(begin)

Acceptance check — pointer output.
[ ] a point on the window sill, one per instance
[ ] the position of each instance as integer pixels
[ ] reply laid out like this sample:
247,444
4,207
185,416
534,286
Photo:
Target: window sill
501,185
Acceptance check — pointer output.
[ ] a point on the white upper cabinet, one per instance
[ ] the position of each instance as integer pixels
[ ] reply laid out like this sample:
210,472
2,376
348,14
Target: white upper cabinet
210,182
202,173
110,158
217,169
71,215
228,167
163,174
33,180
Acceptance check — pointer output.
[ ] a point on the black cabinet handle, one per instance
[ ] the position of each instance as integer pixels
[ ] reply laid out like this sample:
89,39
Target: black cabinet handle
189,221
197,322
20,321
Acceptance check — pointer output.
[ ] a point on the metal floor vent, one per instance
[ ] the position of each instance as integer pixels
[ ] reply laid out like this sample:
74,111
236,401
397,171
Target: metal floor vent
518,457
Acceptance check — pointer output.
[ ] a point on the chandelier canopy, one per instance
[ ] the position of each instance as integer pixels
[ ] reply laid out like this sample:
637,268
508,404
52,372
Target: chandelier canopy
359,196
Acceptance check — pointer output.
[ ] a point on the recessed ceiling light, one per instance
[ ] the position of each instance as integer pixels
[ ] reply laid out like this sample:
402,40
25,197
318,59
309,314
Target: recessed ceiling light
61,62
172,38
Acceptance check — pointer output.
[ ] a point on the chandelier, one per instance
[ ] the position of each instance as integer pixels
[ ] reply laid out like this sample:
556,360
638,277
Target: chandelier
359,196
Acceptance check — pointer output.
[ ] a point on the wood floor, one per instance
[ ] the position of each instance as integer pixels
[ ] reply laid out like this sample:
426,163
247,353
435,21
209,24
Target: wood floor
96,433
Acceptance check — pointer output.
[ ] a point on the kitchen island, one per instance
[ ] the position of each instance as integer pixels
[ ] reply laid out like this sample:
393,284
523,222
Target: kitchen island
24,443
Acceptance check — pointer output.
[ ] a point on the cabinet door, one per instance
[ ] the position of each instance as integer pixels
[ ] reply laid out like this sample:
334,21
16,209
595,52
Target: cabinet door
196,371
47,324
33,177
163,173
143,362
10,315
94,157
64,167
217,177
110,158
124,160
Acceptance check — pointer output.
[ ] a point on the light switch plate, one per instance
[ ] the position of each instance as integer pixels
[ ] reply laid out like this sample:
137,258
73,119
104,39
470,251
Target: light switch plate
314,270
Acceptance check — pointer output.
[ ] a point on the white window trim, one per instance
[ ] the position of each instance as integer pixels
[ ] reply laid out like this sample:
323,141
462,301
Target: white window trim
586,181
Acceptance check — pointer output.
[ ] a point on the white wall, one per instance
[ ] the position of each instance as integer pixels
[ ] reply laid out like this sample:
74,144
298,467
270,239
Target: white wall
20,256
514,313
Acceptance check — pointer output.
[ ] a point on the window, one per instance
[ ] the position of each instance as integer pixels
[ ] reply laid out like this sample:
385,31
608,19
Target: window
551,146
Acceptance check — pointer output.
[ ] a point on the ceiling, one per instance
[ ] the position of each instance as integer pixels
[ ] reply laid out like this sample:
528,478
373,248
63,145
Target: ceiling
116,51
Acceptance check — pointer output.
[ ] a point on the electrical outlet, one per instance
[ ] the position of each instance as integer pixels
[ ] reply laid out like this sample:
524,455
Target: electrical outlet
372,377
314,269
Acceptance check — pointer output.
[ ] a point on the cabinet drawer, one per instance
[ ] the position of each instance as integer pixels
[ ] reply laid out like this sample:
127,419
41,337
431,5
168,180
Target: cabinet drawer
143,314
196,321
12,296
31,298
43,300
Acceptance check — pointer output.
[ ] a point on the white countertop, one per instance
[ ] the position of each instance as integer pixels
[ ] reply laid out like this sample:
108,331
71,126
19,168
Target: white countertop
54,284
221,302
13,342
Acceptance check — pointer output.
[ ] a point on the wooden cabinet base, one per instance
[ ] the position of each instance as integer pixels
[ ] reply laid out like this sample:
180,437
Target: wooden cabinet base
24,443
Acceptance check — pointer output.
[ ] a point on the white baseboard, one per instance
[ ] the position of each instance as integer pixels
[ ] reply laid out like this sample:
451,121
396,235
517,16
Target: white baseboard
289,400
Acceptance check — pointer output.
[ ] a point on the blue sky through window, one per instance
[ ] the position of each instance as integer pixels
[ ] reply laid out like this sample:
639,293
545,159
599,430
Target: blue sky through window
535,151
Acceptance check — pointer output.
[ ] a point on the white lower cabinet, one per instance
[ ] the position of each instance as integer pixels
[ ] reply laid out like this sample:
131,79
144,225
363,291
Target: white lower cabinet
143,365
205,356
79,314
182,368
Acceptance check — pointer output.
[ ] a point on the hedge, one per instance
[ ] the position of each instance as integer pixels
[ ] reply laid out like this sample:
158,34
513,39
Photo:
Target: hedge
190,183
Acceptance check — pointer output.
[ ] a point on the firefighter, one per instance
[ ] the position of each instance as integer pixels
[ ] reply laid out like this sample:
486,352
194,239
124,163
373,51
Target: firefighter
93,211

(end)

Aim: Retype all the material above precisely, with no line left out.

Completed task:
Acceptance check — pointer output.
[ ] a point on the window sill, one per instance
[ ] the position of each instance as integer pixels
[ ] reply laid out like this sample:
247,444
4,207
185,416
534,286
Photo:
Target: window sill
501,185
Acceptance check — pointer output.
[ ] a point on the white upper cabinet, one per instance
[ ] the position of each instance as integer pixels
[ ] reply laid out like this sample:
210,472
2,376
348,14
Target: white upper cabinet
210,182
202,173
110,158
217,169
71,215
228,167
163,174
33,180
Acceptance check — pointer output.
[ ] a point on the black cabinet handle, one per instance
[ ] the position of each instance as integer pixels
[ ] reply laid out like this sample:
89,39
Target: black cabinet handle
189,221
197,322
20,321
Acceptance check — pointer output.
[ ] a point on the metal floor vent, one per instance
[ ] the position of each instance as integer pixels
[ ] reply laid out like this sample:
74,111
236,401
397,171
Target: metal floor vent
518,457
Acceptance check — pointer output.
[ ] a point on the chandelier canopy, one per instance
[ ] the position of each instance as integer pixels
[ ] reply laid out like this sample:
637,268
508,404
52,372
Target: chandelier canopy
359,196
Acceptance check — pointer output.
[ ] a point on the recessed ceiling light, one per instance
[ ] the position of each instance as integer pixels
[ ] reply laid out like this sample:
402,40
25,197
318,59
309,314
Target: recessed ceiling light
61,62
172,38
Acceptance check — pointer output.
[ ] a point on the chandelier, one per instance
[ ] the position of each instance as integer pixels
[ ] reply laid out like this sample:
556,360
638,277
Target: chandelier
359,196
Acceptance check — pointer output.
[ ] a point on the wood floor, one per instance
[ ] the position of each instance as integer pixels
[ ] reply laid out like this sample:
426,163
247,353
435,21
209,24
Target: wood floor
96,433
Acceptance check — pointer output.
[ ] a point on the kitchen island, one per instance
[ ] the position of each instance as integer pixels
[ ] reply laid out like this sample:
393,284
523,222
Target: kitchen island
24,443
Acceptance check — pointer output.
[ ] a point on the cabinet door, one per instance
[ ] the position of each instance as integer pixels
[ ] reply laid out like this sample:
334,21
16,209
595,52
Target: cabinet door
196,371
47,324
33,177
163,173
143,362
10,315
94,157
64,167
217,177
110,158
124,160
Acceptance check — pointer output.
[ ] a point on the light switch plate, one per instance
[ ] the position of each instance as integer pixels
[ ] reply laid out like this sample:
137,258
73,119
104,39
470,251
Target: light switch plate
314,270
Acceptance check — pointer output.
[ ] a point on the white window trim, one per instance
[ ] the position of each instance as integer pixels
[ ] reply laid out like this sample:
323,141
462,301
Target: white window trim
586,181
Acceptance check — pointer output.
[ ] a point on the white wall, one per instance
[ ] the position of each instance as integer pixels
[ ] reply laid out like this sample:
74,144
298,467
270,239
Target: white wall
20,256
514,313
Acceptance check — pointer output.
[ ] a point on the window, one per instance
[ ] the position of each instance as integer pixels
[ ] reply laid out like this sample:
385,31
608,19
Target: window
551,146
Acceptance check — pointer output.
[ ] a point on the ceiling, one per instance
[ ] the position of each instance as integer pixels
[ ] reply laid out like this sample:
528,478
373,248
63,145
Target: ceiling
116,51
Acceptance check — pointer output.
[ ] a point on the electrical outlet, one per instance
[ ] the position of each instance as integer pixels
[ ] reply laid out like this sample:
524,455
Target: electrical outlet
372,377
314,269
Acceptance check — pointer output.
[ ] a point on the cabinet drawer, one per instance
[ ] the position of each instance as integer pixels
[ ] reply laid out like this sample:
127,419
41,337
431,5
168,180
Target: cabinet drawer
143,314
196,321
12,296
31,298
43,300
Acceptance check — pointer output.
[ ] a point on the white countertop, one per instance
[ ] the position of each instance as integer pixels
[ ] reply laid out like this sample:
108,331
71,126
19,168
Target: white countertop
54,284
221,302
13,342
Acceptance check — pointer output.
[ ] a point on the wooden cabinet base, one per instance
[ ] the position of each instance as integer pixels
[ ] reply laid out like this sample:
180,437
Target: wooden cabinet base
24,443
Acceptance check — pointer output.
[ ] a point on the white baseboard, one per instance
[ ] the position of each instance as integer pixels
[ ] reply laid out like this sample:
451,121
396,235
517,16
Target: white baseboard
289,400
Acceptance check — pointer output.
[ ] a point on the blue sky through window, one per instance
[ ] the position of each instance as integer pixels
[ ] reply laid out like this sample:
639,293
545,159
599,430
Target: blue sky through window
535,151
Acceptance check — pointer output.
[ ] a point on the white lower cabinet, one per instance
[ ] the position of each instance as integer pixels
[ ] reply laid out like this sample:
131,79
144,225
363,291
Target: white lower cabinet
143,365
205,356
79,314
182,368
Acceptance check — pointer output.
[ ] a point on the hedge, one per instance
[ ] the position of each instance as integer pixels
[ ] reply laid out like this sample:
158,34
513,39
Photo:
Target: hedge
190,183
Acceptance check — pointer output.
[ ] a point on the firefighter, one per instance
[ ] the position of each instance as integer pixels
[ ] reply laid out like this sample:
486,352
194,239
124,163
373,51
Target: firefighter
93,211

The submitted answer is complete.